> What to work on
Rewrite each of the following items with "query term" replaced by "search phrase" wherever it occurs, leaving everything else unchanged.
========
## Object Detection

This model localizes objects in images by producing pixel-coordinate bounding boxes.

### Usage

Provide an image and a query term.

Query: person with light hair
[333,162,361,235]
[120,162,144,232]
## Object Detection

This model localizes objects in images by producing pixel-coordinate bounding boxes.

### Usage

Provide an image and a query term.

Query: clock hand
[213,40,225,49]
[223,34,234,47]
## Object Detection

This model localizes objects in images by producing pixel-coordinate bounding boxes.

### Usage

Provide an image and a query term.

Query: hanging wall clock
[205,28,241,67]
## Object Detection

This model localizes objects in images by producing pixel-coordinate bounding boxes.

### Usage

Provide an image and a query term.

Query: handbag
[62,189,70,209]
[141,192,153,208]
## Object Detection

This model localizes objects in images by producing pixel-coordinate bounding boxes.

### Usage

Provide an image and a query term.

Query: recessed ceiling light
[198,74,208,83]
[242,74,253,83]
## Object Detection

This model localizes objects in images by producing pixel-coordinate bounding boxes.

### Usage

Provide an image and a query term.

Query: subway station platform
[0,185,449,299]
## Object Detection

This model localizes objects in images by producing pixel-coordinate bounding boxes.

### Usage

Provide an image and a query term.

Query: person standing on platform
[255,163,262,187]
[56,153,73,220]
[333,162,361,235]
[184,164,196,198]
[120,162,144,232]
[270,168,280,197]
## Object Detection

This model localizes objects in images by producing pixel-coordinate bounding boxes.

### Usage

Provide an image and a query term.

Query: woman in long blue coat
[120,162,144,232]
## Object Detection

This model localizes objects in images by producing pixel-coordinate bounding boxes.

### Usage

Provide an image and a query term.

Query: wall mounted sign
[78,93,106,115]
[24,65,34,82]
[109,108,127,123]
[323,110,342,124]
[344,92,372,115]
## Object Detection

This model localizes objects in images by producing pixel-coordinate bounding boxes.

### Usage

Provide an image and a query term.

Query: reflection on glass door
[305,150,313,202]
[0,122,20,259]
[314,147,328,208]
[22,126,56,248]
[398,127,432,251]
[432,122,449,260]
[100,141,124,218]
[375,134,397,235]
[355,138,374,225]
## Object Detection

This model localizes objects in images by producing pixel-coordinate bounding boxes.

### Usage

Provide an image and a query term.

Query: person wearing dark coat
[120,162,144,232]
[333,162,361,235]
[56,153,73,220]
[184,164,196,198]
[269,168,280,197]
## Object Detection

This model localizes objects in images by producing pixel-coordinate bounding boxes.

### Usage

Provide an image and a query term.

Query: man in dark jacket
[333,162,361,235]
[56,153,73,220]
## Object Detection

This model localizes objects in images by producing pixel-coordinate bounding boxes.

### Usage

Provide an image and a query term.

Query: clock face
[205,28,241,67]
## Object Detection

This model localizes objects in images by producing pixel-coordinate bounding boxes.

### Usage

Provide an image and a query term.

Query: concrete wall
========
> Correct output
## Object Detection

This model localizes objects in images by producing pixel-coordinate bounding boxes.

### Usage

Provide an image and a search phrase.

Query: person with light hair
[333,162,361,235]
[120,162,144,232]
## Object Detection

This model localizes objects in images by producing pixel-coordinate bounding boxes.

### Usage

Provide an image and a search phrase.

Query: clock hand
[213,40,225,49]
[223,34,234,47]
## Object Detection

This model localizes objects in images by producing pixel-coordinate bounding boxes.

### Usage

Provide an image and a search phrase.

Query: hanging wall clock
[205,28,241,67]
## Object Detection

This model localizes objects in images by producing pixel-coordinate bounding boxes.

### Usage

Provide an image and a search phrase.

Query: handbag
[62,189,70,209]
[141,192,153,208]
## Object Detection

This model localizes objects in images by producing pixel-coordinate bounding boxes.

### Usage

Provide an image and a search phrase.

Query: recessed ceiling light
[198,74,208,83]
[242,74,253,83]
## Object Detection

This model localizes objects in images by producing pixel-coordinate bounding boxes.

### Usage

Provide an image and a search phrase.

Query: subway station platform
[0,185,449,299]
## Object Detection

This model localizes objects in images by producing pixel-coordinate bounding boxes.

### Usage

Provide an image and a search phrase.

Query: person standing on platform
[255,163,262,187]
[56,153,73,220]
[333,162,361,235]
[184,164,196,198]
[120,162,144,232]
[270,168,280,197]
## Object Detection

This model localizes objects in images by producing pixel-coordinate bounding boxes.

### Usage

Provide an image and a search phrase.

Query: woman in long blue coat
[120,162,144,232]
## Object Detection

This model localizes objects in images by producing pixel-coordinate bounding boxes.

### Usage

Provide an image and a search phrase.

Query: wall mounted sign
[78,93,106,115]
[24,65,34,82]
[109,108,127,123]
[323,110,342,124]
[344,92,372,115]
## Object Detection

This model localizes objects in images by producing pixel-coordinate bounding boxes.

### Usage

Provide an image and a search phrase.

Query: reflection on glass door
[305,150,313,202]
[0,122,20,259]
[314,147,328,208]
[22,126,56,248]
[398,127,432,251]
[432,122,449,260]
[100,141,124,218]
[375,134,397,235]
[355,138,374,225]
## Object Detection

This model localizes objects in images by producing pixel-coordinate bounding boxes.

### Usage

Provide an image and a search phrase.

Query: person wearing dark coat
[120,162,144,232]
[333,162,361,235]
[56,153,73,220]
[184,164,196,198]
[269,168,280,197]
## Object Detection

This model localizes objects in images by producing pixel-coordinate bounding boxes.

### Usage

Provide an image and a search phrase.

Query: man in dark jacket
[333,162,361,235]
[56,153,73,220]
## Object Detection

This model localizes objects in images by producing pixel-coordinate bounding boxes.

### Usage

Provide an image and a search phrase.

Query: clock face
[205,28,241,67]
## Object Detection

This model localizes objects in images by producing pixel-coordinate bounding boxes.

### Usage

Provide an image and a search phrase.

Query: concrete wall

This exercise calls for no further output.